ECLI:NL:RBNHO:2024:2860

Rechtbank Noord-Holland

Datum uitspraak
14 maart 2024
Publicatiedatum
21 maart 2024
Zaaknummer
10768979 \ CV EXPL 23-3671
Instantie
Rechtbank Noord-Holland
Type
Uitspraak
Procedures
  • Bodemzaak
Rechters
Vindplaatsen
  • Rechtspraak.nl
AI samenvatting door LexboostAutomatisch gegenereerd

Vertegenwoordiging en betaling van facturen in bouwmaterialenzaak

In deze civiele zaak heeft de kantonrechter van de Rechtbank Noord-Holland op 14 maart 2024 uitspraak gedaan in een geschil tussen BMN Bouwmaterialen B.V. (eiseres) en Styx Group B.V. (gedaagde). BMN heeft Styx Group facturen gestuurd voor geleverde bouwmaterialen, maar Styx Group heeft de betaling betwist. De kern van het geschil draait om de vraag of Styx Group gehouden is de facturen te voldoen, gezien de schijn van vertegenwoordigingsbevoegdheid die door een derde, [betrokkene 3], is gewekt. De kantonrechter oordeelt dat BMN gerechtvaardigd heeft vertrouwd op de schijn van vertegenwoordigingsbevoegdheid, omdat de bestellingen zijn gedaan vanuit een e-mailadres dat aan Styx Group was gekoppeld en er geen protest is gekomen van Styx Group na ontvangst van de facturen. De kantonrechter concludeert dat Styx Group de rechtshandeling heeft bekrachtigd door een betalingsregeling te treffen en dat zij de facturen moet voldoen. Styx Group wordt veroordeeld tot betaling van € 11.817,29, vermeerderd met wettelijke handelsrente en proceskosten.

Uitspraak

RECHTBANK NOORD-HOLLAND

Handel, Kanton en Bewind
locatie Zaanstad
Zaaknr./rolnr.: 10768979 \ CV EXPL 23-3671
Uitspraakdatum: 14 maart 2024
Vonnis van de kantonrechter in de zaak van:
de besloten vennootschap
BMN Bouwmaterialen B.V.
gevestigd te Nieuwegein
eiseres
verder te noemen: BMN
gemachtigde: mr. J.W. Hilhorst
tegen
de besloten vennootschap
Styx Group B.V., tevens h.o.d.n. “Interwindow” alsmede “Interbouw”
gevestigd te Zaandam
gedaagde
verder te noemen: Styx Group
gemachtigde: [betrokkene 1].
De zaak in het kort
Gedaagde wordt veroordeeld de door eiseres verzonden facturen te voldoen. Door gedaagde is de schijn gewekt dat er sprake was van vertegenwoordigingsbevoegdheid bij de bestelling van bouwmaterialen. Gedaagde heeft de rechtshandeling tevens bekrachtigd.

1.Het procesverloop

1.1.

**Opdracht**: Tot betaling van welk bedrag wordt Styx Group volgens de uitspraak veroordeeld?

Invoer voor het labelen van afbeeldingslocaties:
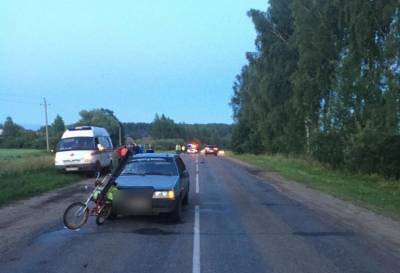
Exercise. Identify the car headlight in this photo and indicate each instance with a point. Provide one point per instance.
(164, 195)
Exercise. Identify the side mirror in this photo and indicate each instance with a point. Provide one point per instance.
(97, 181)
(185, 173)
(100, 147)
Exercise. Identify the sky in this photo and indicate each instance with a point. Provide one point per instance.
(135, 57)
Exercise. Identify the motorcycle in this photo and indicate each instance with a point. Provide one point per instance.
(99, 202)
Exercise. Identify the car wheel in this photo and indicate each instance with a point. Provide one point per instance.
(176, 214)
(185, 200)
(109, 168)
(97, 169)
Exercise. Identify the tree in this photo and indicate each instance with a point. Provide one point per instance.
(102, 118)
(10, 129)
(324, 82)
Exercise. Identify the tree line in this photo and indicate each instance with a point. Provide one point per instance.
(324, 82)
(166, 128)
(163, 131)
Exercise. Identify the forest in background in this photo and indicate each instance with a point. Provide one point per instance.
(324, 83)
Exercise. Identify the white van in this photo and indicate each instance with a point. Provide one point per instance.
(84, 148)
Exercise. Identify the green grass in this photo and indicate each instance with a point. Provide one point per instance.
(25, 173)
(373, 192)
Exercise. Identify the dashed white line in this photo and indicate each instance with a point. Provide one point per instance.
(197, 183)
(197, 175)
(196, 241)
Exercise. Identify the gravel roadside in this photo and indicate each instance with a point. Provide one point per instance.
(373, 225)
(21, 220)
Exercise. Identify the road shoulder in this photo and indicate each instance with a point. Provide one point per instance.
(21, 220)
(371, 224)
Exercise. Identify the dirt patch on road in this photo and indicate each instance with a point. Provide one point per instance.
(378, 227)
(20, 221)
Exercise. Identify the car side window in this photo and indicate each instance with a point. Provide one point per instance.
(181, 165)
(109, 142)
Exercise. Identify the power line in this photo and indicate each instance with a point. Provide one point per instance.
(46, 124)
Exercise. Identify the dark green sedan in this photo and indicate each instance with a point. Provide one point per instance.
(152, 183)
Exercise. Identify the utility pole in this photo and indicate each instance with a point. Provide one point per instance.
(47, 125)
(120, 135)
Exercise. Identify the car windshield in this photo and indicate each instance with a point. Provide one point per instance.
(150, 166)
(76, 143)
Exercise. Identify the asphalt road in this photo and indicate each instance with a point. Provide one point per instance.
(235, 222)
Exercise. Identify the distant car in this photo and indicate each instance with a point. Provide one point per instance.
(151, 184)
(211, 150)
(84, 148)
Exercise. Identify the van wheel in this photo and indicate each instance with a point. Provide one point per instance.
(97, 169)
(185, 200)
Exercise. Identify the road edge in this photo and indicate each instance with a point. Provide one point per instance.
(21, 220)
(379, 227)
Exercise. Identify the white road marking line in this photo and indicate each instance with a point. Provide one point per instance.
(197, 175)
(197, 183)
(196, 241)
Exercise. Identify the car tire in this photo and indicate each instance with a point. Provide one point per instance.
(109, 168)
(185, 200)
(176, 215)
(97, 169)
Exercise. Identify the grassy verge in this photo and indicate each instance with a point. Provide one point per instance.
(373, 192)
(25, 173)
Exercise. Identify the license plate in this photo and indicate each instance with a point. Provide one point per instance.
(139, 204)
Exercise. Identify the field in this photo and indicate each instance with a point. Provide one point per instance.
(373, 192)
(26, 172)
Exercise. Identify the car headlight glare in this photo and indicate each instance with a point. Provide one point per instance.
(164, 195)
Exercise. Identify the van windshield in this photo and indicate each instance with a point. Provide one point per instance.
(76, 143)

**Juist antwoord**: Tot betaling van € 11.817,29, vermeerderd met wettelijke handelsrente en proceskosten.